Exercise description = Copy the whole listing below exactly, with nothing left out.

Data for review =
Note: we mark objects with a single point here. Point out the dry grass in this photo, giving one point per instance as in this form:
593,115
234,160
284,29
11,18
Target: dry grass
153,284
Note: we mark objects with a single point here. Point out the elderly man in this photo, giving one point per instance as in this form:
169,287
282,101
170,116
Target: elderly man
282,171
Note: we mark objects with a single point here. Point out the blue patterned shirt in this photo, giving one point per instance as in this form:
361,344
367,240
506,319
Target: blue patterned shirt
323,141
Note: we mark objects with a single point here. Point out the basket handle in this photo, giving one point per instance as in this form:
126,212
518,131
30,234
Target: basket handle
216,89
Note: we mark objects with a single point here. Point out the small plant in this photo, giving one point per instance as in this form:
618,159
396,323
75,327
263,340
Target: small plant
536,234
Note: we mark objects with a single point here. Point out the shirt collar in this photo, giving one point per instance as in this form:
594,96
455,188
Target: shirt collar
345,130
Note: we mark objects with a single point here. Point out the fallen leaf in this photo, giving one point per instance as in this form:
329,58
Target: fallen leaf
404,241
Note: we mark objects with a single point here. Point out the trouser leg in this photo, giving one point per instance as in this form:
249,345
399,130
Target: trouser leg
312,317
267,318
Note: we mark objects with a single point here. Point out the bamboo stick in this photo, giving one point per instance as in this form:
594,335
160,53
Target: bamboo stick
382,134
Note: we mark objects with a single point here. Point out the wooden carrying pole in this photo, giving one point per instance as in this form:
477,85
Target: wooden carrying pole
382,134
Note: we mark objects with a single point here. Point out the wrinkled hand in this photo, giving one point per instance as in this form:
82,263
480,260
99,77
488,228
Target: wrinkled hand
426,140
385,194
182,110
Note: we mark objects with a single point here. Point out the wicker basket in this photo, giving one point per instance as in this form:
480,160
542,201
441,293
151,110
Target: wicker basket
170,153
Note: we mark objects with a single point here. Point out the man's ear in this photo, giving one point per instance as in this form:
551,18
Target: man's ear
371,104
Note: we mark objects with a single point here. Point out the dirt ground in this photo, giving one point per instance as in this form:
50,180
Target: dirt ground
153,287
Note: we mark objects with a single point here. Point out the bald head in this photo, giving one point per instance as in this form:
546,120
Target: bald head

Worked solution =
Note: we mark objects with a single point here. Point out the dry grass in this photo, giving one point per instance as in this form:
593,115
234,160
284,29
11,18
Target: dry grass
153,284
Note: we mark objects with a single point here. Point out the elderly man in this photo, giving one point per instance as in this form:
169,287
282,101
170,116
Target: elderly man
282,171
Note: we mark objects with a single point here. Point out the blue patterned shirt in this photo, giving one point per instance as in this form:
361,344
367,240
506,319
Target: blue patterned shirt
323,141
Note: we mark objects with a single point here. Point out the basket handle in this photo, giving one point per instance as in this form:
126,212
518,131
30,234
Target: basket handle
216,89
Note: we mark objects with a single point here. Point out the small plant in this photo, giving one point per instance as in this form:
618,159
396,323
75,327
263,340
Target: small plant
536,234
Note: we mark objects with a single point here. Point out the shirt collar in this photo, giving one point per instance as in this form:
594,96
455,188
Target: shirt collar
345,130
Note: we mark objects with a single point here. Point out the fallen leaf in this photo, giving one point per instance as in this form:
329,58
Target: fallen leaf
404,241
Note: we mark objects with a single point here. Point out the trouser leg in this photo, giving one point per instance as in this form:
249,345
399,130
Target: trouser leg
312,317
267,318
Note: we mark objects with a single point here. Point out the bamboo stick in this photo, giving one point per instance as in this form:
594,335
160,53
Target: bamboo stick
382,134
Note: we mark objects with a single point here. Point out the wooden carrying pole in this photo, giving one point per instance as in this form:
477,85
Target: wooden carrying pole
382,134
Note: we mark objects with a single point here. Point out the wrinkled hand in this photo, giving one point per instance as in this form:
82,263
480,260
99,77
488,228
Target: wrinkled hand
426,140
385,194
182,110
Note: we mark objects with a single point here. Point out the wicker basket in this photo, giving one point per instance as in this form:
480,160
542,201
441,293
151,110
Target: wicker basket
170,153
Note: we mark objects with a single point here. Point out the man's ear in this photo, giving one point per instance as in this form:
551,18
Target: man's ear
371,104
Note: we mark objects with a single point here. Point out the dirt ground in this photo, giving one point per instance as in this form:
50,180
Target: dirt ground
153,287
Note: we mark objects with a single point here. Point out the bald head in this photo, giving one point per instance as in this form:
546,120
Target: bald head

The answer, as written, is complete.